**Record extracts**
───

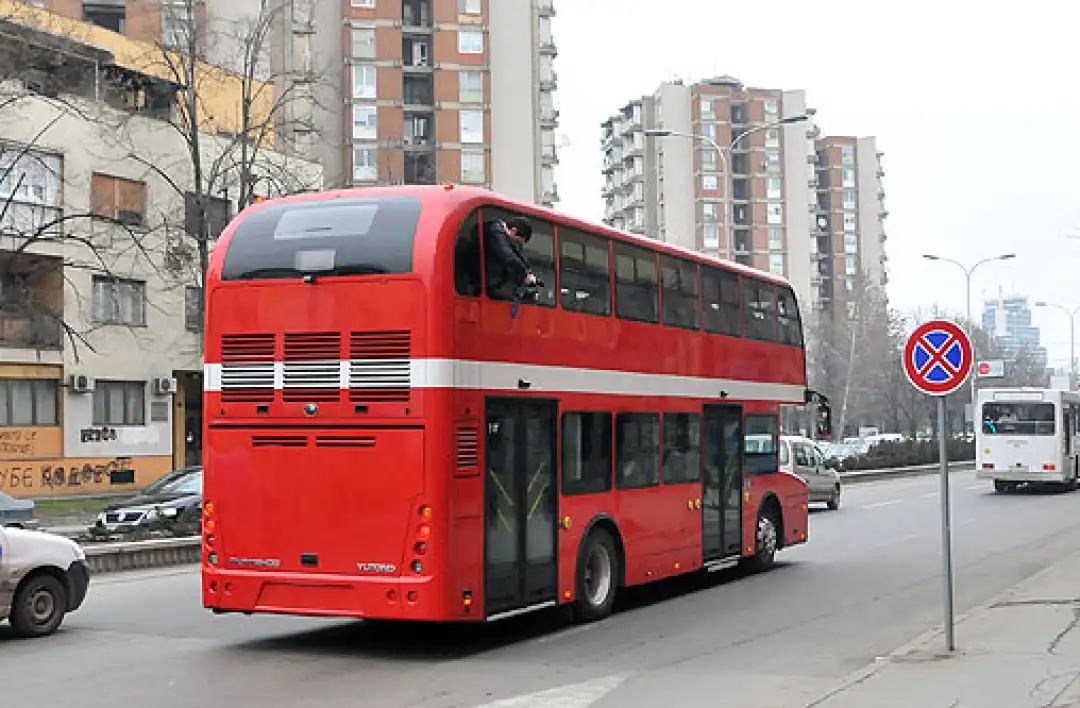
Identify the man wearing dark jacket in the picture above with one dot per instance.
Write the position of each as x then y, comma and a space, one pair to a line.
503, 240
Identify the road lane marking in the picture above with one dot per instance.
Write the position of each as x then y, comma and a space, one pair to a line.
575, 695
880, 504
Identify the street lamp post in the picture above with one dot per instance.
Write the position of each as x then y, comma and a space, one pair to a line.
728, 180
971, 325
1072, 338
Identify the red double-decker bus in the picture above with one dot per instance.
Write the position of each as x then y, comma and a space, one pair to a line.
385, 438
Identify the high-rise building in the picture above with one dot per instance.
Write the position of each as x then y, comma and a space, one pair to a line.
677, 188
430, 91
385, 91
849, 234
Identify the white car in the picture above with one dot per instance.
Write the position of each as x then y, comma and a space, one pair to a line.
800, 455
42, 577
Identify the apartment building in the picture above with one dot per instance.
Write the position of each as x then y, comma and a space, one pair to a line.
849, 237
386, 91
100, 355
758, 201
679, 189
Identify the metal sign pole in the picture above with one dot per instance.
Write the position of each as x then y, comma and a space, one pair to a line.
946, 526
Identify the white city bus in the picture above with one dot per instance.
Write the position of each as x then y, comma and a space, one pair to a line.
1028, 436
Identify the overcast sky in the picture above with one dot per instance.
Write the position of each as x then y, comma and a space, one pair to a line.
976, 107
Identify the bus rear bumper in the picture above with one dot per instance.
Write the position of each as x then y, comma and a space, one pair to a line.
322, 595
1022, 476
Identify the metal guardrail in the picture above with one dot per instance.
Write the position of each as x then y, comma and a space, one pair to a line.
161, 553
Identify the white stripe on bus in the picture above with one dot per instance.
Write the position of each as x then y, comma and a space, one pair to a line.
501, 376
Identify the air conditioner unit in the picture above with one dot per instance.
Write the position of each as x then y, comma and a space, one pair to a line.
164, 386
81, 383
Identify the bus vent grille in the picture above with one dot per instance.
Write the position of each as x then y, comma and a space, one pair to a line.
279, 441
247, 349
379, 366
468, 447
345, 441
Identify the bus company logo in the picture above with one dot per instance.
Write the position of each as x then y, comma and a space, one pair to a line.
377, 568
255, 562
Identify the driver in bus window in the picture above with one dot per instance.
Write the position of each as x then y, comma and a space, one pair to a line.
504, 241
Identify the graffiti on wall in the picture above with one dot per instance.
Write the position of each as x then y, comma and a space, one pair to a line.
78, 476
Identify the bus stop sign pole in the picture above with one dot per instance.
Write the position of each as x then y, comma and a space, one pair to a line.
937, 359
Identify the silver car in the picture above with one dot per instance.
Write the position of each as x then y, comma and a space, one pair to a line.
801, 457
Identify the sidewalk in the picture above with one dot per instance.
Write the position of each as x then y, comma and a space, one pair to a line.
1020, 651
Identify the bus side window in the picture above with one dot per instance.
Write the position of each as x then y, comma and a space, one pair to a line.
467, 268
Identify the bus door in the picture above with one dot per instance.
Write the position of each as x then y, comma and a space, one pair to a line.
520, 504
721, 507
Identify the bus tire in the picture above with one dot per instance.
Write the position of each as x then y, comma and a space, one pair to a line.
39, 607
597, 576
766, 541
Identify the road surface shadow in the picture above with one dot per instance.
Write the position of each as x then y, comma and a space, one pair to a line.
426, 642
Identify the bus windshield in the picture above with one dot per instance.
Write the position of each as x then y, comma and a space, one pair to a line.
1017, 419
353, 236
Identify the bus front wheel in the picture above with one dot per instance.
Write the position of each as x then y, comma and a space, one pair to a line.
597, 581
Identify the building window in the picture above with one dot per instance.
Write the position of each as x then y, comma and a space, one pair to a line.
470, 41
29, 402
365, 164
119, 199
111, 17
192, 309
471, 86
29, 190
176, 26
849, 199
364, 82
473, 169
775, 213
711, 236
363, 43
777, 263
472, 127
118, 301
637, 450
364, 123
119, 403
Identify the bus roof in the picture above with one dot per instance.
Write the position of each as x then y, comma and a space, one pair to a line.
453, 198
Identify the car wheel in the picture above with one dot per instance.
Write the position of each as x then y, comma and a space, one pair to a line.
39, 607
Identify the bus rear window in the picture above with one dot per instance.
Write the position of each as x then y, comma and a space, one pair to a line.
1018, 419
358, 236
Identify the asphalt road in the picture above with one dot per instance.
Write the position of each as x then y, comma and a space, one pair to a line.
868, 581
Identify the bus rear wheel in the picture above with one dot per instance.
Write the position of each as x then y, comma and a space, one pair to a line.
597, 577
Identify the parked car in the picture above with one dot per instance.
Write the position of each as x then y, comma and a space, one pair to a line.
801, 457
17, 513
174, 499
42, 577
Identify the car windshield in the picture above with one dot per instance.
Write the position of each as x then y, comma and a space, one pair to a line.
179, 481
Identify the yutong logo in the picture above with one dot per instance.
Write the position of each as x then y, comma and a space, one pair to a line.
255, 562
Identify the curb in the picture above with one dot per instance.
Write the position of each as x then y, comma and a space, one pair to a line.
143, 555
866, 672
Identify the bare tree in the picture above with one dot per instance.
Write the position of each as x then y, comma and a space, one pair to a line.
225, 164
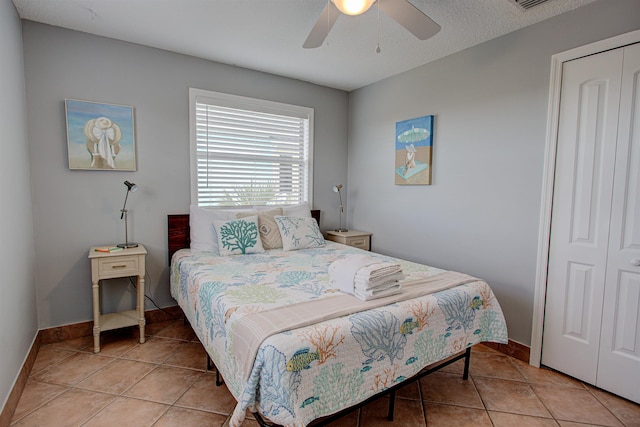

───

**The problem**
Return every line of the records above that contains the word "building".

**Solved problem**
Identify the high-rise building in the picture above with one dot per instance.
Identify the apartment building in the picture above with one dot per instance.
Identify the building window in the picture above with one dot per instance.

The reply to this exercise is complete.